WHAT YOU NEED TO DO: Present the data once more in exactly its original form.

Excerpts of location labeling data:
.....

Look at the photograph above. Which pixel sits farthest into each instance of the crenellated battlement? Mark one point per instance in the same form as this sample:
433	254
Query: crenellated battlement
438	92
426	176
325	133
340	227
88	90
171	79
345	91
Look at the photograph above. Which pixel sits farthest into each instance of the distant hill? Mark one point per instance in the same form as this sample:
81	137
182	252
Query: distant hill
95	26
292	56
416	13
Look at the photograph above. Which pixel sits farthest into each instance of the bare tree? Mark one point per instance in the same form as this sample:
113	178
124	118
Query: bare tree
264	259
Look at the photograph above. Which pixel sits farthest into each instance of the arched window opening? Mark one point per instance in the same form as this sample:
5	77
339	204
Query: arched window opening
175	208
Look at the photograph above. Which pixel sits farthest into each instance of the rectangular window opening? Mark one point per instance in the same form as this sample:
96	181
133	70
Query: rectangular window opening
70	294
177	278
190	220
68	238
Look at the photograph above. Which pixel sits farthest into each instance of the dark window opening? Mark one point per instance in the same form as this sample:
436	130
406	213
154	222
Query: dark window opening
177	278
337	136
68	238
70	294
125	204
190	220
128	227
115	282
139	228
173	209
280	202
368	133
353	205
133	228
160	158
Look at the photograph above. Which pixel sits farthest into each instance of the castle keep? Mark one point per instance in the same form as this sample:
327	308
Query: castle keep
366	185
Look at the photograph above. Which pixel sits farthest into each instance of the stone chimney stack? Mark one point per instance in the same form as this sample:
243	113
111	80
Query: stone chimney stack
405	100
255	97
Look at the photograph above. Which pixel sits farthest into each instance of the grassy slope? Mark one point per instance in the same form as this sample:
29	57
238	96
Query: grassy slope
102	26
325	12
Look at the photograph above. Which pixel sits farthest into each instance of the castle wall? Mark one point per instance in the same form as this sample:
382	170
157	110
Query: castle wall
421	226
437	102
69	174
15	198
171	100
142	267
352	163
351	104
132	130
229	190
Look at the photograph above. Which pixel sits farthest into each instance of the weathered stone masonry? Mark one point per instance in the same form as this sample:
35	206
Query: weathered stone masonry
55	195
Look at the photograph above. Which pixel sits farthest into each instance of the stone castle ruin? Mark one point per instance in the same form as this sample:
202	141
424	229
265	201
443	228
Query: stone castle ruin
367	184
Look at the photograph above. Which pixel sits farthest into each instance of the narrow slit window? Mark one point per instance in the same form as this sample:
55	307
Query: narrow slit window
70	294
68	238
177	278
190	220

.....

WRITTEN SOLUTION:
Look at the photograph above. Which pixel sits farthest into each instance of the crenellated battlement? Mark one point per instance in the same form as this sample:
433	254
Query: crenellated battlement
438	92
426	176
325	133
340	227
88	90
171	79
345	91
Look at the photograph above. Which pixel sits farthest into each instance of the distant hill? Mark one point per instance in the same form as this sample:
81	137
182	252
Query: distant hill
95	26
292	56
416	13
Look at the photograph above. Which pixel sits farthest into each instance of the bare tree? Mark one point per instance in the same form as this sample:
113	178
124	118
Query: bare tree
264	259
Look at the photograph above. Which pixel sits farthest into each instance of the arched window opening? Mark one point per instance in the same form as this sample:
5	77
339	204
Query: arched window opening
175	208
Look at the photograph above. Which pixel sits farthest into each instance of the rectangular window opening? Mark one point per instance in the same form as this sample:
96	181
133	70
Query: rectangular window opening
70	294
177	278
190	220
68	238
Look at the photograph above. Which pixel sits farthest into each instance of the dark window opening? Mark one point per instance in the same form as this sample:
436	130
406	213
154	222
Query: dark window opening
177	278
337	136
68	238
70	294
125	204
190	220
128	227
115	282
139	228
173	209
280	202
368	133
353	205
133	228
160	158
Look at the photograph above. Which pixel sits farthest into each instance of the castle keep? Mark one point per instance in the same form as this sample:
327	308
Query: castle keep
366	185
Look at the photograph above. Which pixel sits farthest into each instance of the stone chimney stack? Mark one point per instance in the same form as this sample:
243	113
111	80
Query: stone chimney stack
405	100
255	97
Look at the photograph above. Which pixel sits farthest into each instance of the grassy slope? Mark one point per instance in the same form as this sample:
29	57
238	96
Query: grassy slope
102	26
325	12
Look at the photograph above. Which pixel sits farthest into each instance of the castle wall? Mark one point per instance in the same form as this sample:
382	170
157	110
Query: castle wall
421	226
437	102
69	174
15	198
171	100
142	267
352	163
351	104
132	130
229	190
Look at the photograph above. Which pixel sits farthest into each instance of the weathered stone masonry? Mark one point per instance in the same form as this sample:
35	206
Query: weathered stone masonry
55	195
Look at the photograph above. Which pixel sits farthest into each instance of the stone castle ruin? Mark one point per instance in the same form as this sample:
202	141
424	229
265	201
443	228
Query: stone castle ruin
367	184
Look at the photograph above. Which pixel sits farthest into each instance of the narrow slit window? Mark one point per instance in the same form as this sample:
55	307
Query: narrow slit window
70	294
68	238
177	278
190	220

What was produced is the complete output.